### Problem
Wherever a line in the data below holds "instance", copy that line.

Data section START

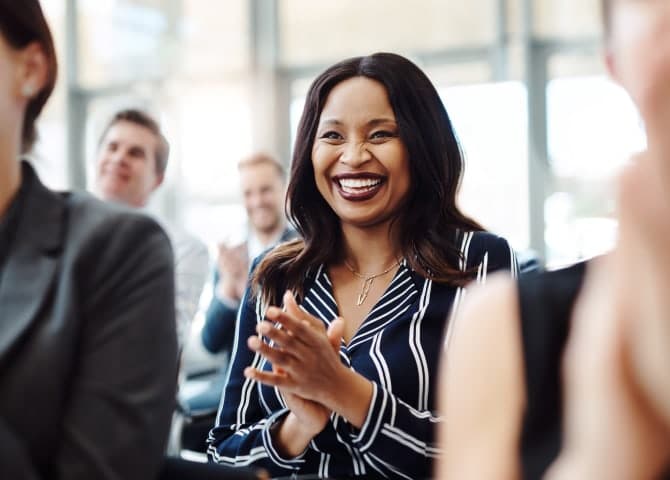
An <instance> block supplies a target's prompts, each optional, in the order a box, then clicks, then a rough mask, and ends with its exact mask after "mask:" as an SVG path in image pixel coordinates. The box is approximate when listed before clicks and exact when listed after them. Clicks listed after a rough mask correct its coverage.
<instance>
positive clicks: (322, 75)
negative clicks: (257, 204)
mask: <svg viewBox="0 0 670 480" xmlns="http://www.w3.org/2000/svg"><path fill="white" fill-rule="evenodd" d="M359 76H362V77H367V78H370V79H372V80H375V81H377V82H379V83H381V84H382V85H383V86H384V87H385V88H386V92H387V94H388V99H389V102H390V104H391V107H392V108H393V112H394V113H395V117H396V121H397V123H398V129H399V135H400V138H401V140H402V141H403V143H404V144H405V147H406V148H407V151H408V154H409V169H410V179H411V182H410V185H411V186H410V191H409V192H408V197H407V199H406V200H405V202H404V203H403V206H402V207H401V210H400V212H399V213H398V216H397V217H396V218H395V219H394V222H397V226H398V227H399V228H398V231H399V232H400V247H401V250H402V252H403V255H404V256H405V258H406V259H407V261H408V263H409V266H410V267H411V268H412V269H413V270H415V271H417V272H418V273H420V274H421V275H423V276H424V277H426V278H431V279H433V280H434V281H437V282H440V283H447V284H453V285H462V284H464V283H465V282H466V281H467V280H468V279H469V278H470V277H471V275H470V272H463V271H462V270H461V269H460V268H459V265H458V260H459V253H458V252H459V250H458V248H457V246H456V239H457V231H458V230H469V231H478V230H483V229H482V227H481V226H480V225H479V224H478V223H477V222H475V221H474V220H472V219H471V218H468V217H467V216H465V215H464V214H463V213H462V212H461V211H460V210H459V208H458V207H457V205H456V193H457V191H458V187H459V185H460V181H461V177H462V174H463V155H462V153H461V149H460V147H459V144H458V141H457V140H456V136H455V135H454V131H453V128H452V126H451V121H450V120H449V116H448V115H447V111H446V109H445V108H444V105H443V104H442V101H441V99H440V96H439V95H438V93H437V91H436V90H435V87H434V86H433V84H432V83H431V82H430V80H429V79H428V77H427V76H426V74H425V73H423V72H422V71H421V69H419V67H417V66H416V65H414V64H413V63H412V62H410V61H409V60H407V59H406V58H404V57H401V56H400V55H396V54H392V53H375V54H374V55H370V56H366V57H356V58H350V59H348V60H344V61H342V62H339V63H337V64H336V65H333V66H332V67H330V68H328V69H327V70H326V71H325V72H323V73H322V74H321V75H319V76H318V77H317V78H316V80H314V83H312V85H311V87H310V89H309V92H308V94H307V99H306V102H305V108H304V111H303V114H302V118H301V119H300V124H299V126H298V132H297V138H296V142H295V149H294V153H293V162H292V165H291V175H290V180H289V185H288V190H287V194H286V214H287V216H288V218H289V220H290V221H291V222H292V223H293V224H294V225H295V227H296V229H297V230H298V232H299V233H300V235H301V236H302V239H300V240H295V241H293V242H290V243H286V244H282V245H279V246H278V247H276V248H275V249H274V250H272V251H271V252H270V253H269V254H268V255H266V257H265V258H264V259H263V260H262V261H261V262H260V263H259V265H258V267H257V268H256V270H255V273H254V277H253V280H252V285H253V287H254V291H255V292H256V293H258V292H259V290H260V293H261V296H262V298H263V300H264V302H267V303H269V304H277V303H279V301H280V300H281V299H280V298H277V296H278V295H281V293H282V292H283V290H285V289H290V290H292V291H294V292H296V293H297V294H298V295H299V296H301V295H303V294H304V292H303V291H302V285H303V283H304V279H305V275H307V274H308V272H309V270H310V268H313V267H315V266H317V265H320V264H328V263H332V262H338V261H341V260H342V256H343V253H344V248H343V242H342V229H341V226H340V222H339V219H338V217H337V216H336V215H335V213H334V212H333V210H332V209H331V208H330V206H329V205H328V203H326V201H325V200H324V199H323V197H322V196H321V194H320V193H319V191H318V190H317V186H316V181H315V178H314V168H313V165H312V146H313V144H314V139H315V136H316V131H317V126H318V123H319V117H320V115H321V111H322V110H323V107H324V105H325V103H326V100H327V98H328V94H329V93H330V92H331V90H332V89H333V88H334V87H335V86H336V85H337V84H339V83H341V82H342V81H344V80H347V79H349V78H352V77H359Z"/></svg>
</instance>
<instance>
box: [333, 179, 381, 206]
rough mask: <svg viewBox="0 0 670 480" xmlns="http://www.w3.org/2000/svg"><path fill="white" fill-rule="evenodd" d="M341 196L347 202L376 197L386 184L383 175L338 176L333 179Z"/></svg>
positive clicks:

Data section END

### Task answer
An <instance> block supplies a target's prompts, each optional, in the order a box, then clicks, then a rough mask, and ends with its exact mask after "mask:" as an SVG path in image pixel coordinates. The box is approximate when listed before clicks and exact when listed after them. Clicks listed after a rough mask correct its coverage.
<instance>
</instance>
<instance>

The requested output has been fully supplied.